╭─ Text

A new study finds that dropping out of high school greatly increases the risk of illness and disability in young adulthood. It’s another example of why education is one of the greatest social determinants of health and a key leverage point in improving health across the lifespan.
Published earlier this month in the journal BMC Public Health, researchers found that dropping out of high school was associated with later illness and disability even after adjusting for other factors, such as family socioeconomic status, health-related risk behaviors, psychosocial risk factors and school problems. In fact, they found that a “high school completer with the highest predicted tendency to drop out…had a lower risk for medical (disability) benefits than a school dropout with the lowest predicted tendency to dropout.” To explore the association, the study authors linked data from more than 6,600 adolescents participating in the Norwegian Young-HUNT1 Survey — one of the largest health studies ever conducted — to data on long-term sickness absence and disability pension among people ages 24 to 29.
Among the results, study authors found that the risk difference for long-term sickness or disability between those who complete high school and those who drop out was 21 percent. And even after adjusting for the accompanying risk factors listed above the risk difference was still 15 percent. Overall, the study noted that those dropping out of high school were more likely to be male, have health problems, smoke, be physically inactive and have experienced bullying and loneliness. Researchers Karin De Ridder, Kristine Pape, Koenraad Cuypers, Roar Johnsen, Turid Lingaas Holmen, Steinar Westin and Johan Hakon Bjorngaard wrote that:
In a life-course approach study, low decision latitude as a young adult was strongly associated with later long-term sickness absence, but the effect disappeared when educational attainment and childhood IQ were included in the analyses. One possibility is that school dropouts face an increased risk in a “no exit” situation and are forced into social circumstances that offer no alternative choices. It might also be that they are less able to adapt successfully when they become ill because they lack qualifications and skills which their peers might develop at school or which are necessary to maintain schooling. For a successful learning process, not only cognitive ability is important.

╰─
╭─ Supplied information

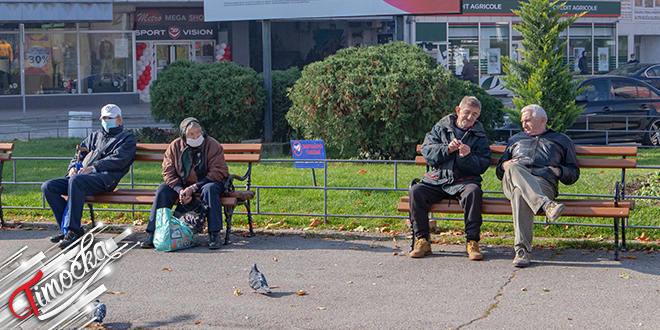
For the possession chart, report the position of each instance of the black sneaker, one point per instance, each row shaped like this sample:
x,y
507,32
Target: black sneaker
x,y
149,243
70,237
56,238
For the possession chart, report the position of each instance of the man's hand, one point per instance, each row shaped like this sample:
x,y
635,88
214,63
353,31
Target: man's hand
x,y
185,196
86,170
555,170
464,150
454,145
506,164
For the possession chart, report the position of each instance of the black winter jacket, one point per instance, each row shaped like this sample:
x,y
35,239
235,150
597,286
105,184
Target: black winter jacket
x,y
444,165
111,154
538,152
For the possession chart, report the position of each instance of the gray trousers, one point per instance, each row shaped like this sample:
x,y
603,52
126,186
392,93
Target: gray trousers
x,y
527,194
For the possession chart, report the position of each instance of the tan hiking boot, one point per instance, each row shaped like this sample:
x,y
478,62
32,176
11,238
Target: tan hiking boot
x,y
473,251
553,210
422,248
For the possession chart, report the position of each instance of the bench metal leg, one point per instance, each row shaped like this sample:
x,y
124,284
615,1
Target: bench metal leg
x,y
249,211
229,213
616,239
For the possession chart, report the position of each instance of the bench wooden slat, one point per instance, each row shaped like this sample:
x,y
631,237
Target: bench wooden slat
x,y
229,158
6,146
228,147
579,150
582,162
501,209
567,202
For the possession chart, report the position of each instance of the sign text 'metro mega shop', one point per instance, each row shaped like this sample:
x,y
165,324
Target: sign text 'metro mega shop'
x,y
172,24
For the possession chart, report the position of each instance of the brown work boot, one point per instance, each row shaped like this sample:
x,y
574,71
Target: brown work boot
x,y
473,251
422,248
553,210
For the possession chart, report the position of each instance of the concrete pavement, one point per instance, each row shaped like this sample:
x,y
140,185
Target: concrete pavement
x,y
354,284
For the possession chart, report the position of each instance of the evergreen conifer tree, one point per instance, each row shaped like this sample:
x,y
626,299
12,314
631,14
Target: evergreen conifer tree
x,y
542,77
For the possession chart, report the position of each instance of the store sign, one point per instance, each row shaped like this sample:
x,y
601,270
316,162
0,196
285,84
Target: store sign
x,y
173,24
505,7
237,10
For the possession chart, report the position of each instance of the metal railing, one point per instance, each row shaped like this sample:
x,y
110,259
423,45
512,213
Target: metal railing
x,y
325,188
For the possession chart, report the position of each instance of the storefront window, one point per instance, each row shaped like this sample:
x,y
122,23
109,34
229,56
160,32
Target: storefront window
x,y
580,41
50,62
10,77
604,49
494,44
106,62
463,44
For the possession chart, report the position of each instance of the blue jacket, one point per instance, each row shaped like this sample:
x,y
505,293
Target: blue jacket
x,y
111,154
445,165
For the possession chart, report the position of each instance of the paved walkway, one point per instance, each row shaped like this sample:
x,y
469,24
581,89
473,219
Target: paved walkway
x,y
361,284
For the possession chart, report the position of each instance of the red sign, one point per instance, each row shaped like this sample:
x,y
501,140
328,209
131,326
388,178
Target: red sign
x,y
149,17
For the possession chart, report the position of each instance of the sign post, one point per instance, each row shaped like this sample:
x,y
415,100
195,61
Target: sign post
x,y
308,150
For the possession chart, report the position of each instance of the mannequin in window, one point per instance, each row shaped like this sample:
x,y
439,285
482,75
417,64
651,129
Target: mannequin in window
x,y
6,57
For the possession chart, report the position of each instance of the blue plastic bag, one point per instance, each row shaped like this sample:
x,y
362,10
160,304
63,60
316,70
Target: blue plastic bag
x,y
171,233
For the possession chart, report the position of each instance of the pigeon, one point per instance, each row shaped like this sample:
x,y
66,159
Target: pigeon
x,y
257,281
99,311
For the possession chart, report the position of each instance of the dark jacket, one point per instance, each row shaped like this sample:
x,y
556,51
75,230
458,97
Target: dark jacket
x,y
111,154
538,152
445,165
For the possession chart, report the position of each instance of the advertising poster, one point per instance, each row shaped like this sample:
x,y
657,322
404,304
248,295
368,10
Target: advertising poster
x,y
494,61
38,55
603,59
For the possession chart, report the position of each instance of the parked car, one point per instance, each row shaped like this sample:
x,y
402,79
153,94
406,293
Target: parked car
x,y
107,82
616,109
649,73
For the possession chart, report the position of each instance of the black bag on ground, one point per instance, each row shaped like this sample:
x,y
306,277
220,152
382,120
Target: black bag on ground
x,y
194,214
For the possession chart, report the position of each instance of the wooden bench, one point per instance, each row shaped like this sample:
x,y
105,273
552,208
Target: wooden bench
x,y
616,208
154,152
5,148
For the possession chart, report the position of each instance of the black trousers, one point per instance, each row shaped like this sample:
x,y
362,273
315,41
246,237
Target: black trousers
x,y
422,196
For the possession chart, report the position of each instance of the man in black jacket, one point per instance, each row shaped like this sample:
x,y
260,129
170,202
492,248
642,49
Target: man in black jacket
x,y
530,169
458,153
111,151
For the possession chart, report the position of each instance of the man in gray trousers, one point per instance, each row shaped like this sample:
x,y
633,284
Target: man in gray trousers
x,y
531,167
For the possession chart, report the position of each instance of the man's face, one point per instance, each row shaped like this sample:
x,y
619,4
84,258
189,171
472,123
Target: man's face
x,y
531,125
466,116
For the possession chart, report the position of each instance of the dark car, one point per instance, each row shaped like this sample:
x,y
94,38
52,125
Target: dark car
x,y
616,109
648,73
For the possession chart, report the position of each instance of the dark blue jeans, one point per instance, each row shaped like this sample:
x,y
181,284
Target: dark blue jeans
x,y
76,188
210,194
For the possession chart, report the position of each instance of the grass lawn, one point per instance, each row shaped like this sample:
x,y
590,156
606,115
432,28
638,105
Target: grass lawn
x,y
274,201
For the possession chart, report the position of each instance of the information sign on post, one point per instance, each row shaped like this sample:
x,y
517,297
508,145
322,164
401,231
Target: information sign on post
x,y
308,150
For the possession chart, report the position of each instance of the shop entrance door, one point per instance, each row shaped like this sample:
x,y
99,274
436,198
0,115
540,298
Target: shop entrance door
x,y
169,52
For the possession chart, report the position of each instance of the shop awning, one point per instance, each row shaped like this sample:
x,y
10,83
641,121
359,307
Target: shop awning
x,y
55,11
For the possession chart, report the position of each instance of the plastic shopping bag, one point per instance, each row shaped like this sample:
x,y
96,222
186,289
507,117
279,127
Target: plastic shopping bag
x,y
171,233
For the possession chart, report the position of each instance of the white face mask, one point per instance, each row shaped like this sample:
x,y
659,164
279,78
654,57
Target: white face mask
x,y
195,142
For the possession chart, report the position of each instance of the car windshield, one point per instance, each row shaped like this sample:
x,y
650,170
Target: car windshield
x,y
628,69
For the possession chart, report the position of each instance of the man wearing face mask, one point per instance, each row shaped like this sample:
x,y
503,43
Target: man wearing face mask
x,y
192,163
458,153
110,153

╰─
╭─ Supplied information

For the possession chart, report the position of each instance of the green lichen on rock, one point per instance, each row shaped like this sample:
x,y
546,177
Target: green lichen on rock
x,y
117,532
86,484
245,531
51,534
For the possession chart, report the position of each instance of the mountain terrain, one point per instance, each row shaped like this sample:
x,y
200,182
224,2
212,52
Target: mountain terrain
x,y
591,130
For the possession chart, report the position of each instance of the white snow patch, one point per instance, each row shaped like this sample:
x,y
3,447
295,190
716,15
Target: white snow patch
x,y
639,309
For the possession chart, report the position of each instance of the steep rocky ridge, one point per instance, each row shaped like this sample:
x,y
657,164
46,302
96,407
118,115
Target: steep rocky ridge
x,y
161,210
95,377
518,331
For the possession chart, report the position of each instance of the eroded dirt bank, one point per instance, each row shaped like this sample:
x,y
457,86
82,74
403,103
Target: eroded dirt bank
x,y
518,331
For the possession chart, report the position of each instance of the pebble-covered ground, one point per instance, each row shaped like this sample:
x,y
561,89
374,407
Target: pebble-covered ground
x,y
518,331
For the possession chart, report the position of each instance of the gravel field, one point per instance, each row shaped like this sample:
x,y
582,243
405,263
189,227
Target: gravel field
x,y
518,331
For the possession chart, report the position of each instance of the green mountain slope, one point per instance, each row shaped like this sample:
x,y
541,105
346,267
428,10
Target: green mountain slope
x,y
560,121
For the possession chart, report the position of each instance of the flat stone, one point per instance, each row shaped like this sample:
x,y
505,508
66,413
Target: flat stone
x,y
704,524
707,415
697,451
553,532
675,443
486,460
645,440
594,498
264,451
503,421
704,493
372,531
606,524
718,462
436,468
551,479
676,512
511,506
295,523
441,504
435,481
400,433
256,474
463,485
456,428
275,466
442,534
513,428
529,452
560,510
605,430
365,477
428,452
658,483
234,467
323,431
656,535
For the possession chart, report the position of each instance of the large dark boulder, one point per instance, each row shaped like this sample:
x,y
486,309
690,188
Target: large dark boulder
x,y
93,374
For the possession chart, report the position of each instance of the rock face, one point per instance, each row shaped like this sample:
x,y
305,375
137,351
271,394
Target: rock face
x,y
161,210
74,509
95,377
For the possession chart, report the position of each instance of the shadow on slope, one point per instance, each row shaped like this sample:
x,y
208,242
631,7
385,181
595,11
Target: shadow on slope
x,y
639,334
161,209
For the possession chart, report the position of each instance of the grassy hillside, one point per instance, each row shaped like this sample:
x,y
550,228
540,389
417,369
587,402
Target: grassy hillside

╰─

Activity 1
List every researcher the article on high school dropouts names as an author of the study.
Activity 2
Using the article on high school dropouts, decide whether each statement agrees with it, answering yes or no and quoting the words that decide it. (a) The study drew on data from more than 6,600 adolescents. (b) Once the accompanying risk factors were adjusted for, the risk difference disappeared. (c) The study appeared in the Journal of Adolescent Health.
Activity 3
Continue the article on high school dropouts from the point where it stops.

Exercise output 1
Karin De Ridder, Kristine Pape, Koenraad Cuypers, Roar Johnsen, Turid Lingaas Holmen, Steinar Westin, Johan Hakon Bjorngaard

Exercise output 2
(a) Yes: "linked data from more than 6,600 adolescents participating in the Norwegian Young-HUNT1 Survey"
(b) No: "even after adjusting for the accompanying risk factors listed above the risk difference was still 15 percent"
(c) No: "Published earlier this month in the journal BMC Public Health"

Exercise output 3
Describing high school dropout as a “major public health challenge,” the authors concluded that addressing their findings will require a multisectoral approach that involves schools and educators, employers and public health practitioners. Indeed, many American researchers have come to the same conclusion. In 2007, public health professor Nicholas Freudenberg and co-author Jessica Ruglis published an article in CDC’s Preventing Chronic Disease journal on “Reframing School Dropout as a Public Health Issue” that has since become widely cited in discussions on the topic. In the article, the authors wrote that “if medical researchers were to discover an elixir that could increase life expectancy, reduce the burden of illness, delay the consequences of aging, decrease risky health behavior, and shrink disparities in health, we would celebrate such a remarkable discovery. Robust epidemiological evidence suggests that education is such an elixir.”
However, at the time of the CDC article the authors noted that increasing high school graduation rates was rarely singled out as a major public health objective, despite the strong links between education and morbidity and mortality. Fortunately, the movement to recognize the role that educational attainment plays in lifelong health is gaining traction. For example, Healthy People 2020, the country’s health objectives for the current decade, calls for increasing the number of students who graduate with a regular diploma four years after starting ninth grade by 10 percent, and the American Public Health Association has an entire center dedicated to positioning school-based health centers as key resources in preventing dropout.
According to the National Center for Education Statistics, the U.S. dropout rate declined from 12 percent in 1990 to 7 percent in 2011, with rates declining among whites, blacks and Hispanics. To download a copy of the BMC Public Health study, click here.
Kim Krisberg is a freelance public health writer living in Austin, Texas, and has been writing about public health for more than a decade.
Finally what I have always thought is being confirmed. A university dropout has a higher risk of being depressed and having low self-esteem. This could lead to drug abuse, suicide and bullying which have negative effects on health.
Luckily, in the University of Pretoria, there is so many useful services which assists the student in keeping up with his courses and providing so many opportunities to encourage the student to work hard and excel in his studies. This is an extremely important factor which should be established throughout other universities.
For a graduate student, he will more likely have self confidence and the fact that he/she is able to work towards a goal will keep him motivated to look after his health.
This study is an excellent source to encourage universities to keep their students motivated and inspired.